Goal: Copy out every one of the lines below word for word.

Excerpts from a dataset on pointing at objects

———

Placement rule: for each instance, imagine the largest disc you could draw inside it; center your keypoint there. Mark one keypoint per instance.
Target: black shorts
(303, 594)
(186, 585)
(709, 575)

———

Exercise output:
Placement rule: for each instance, imagine the largest disc you could draw inside it; center your keypoint there. Mark one keypoint per instance.
Target: black shorts
(303, 594)
(186, 585)
(709, 575)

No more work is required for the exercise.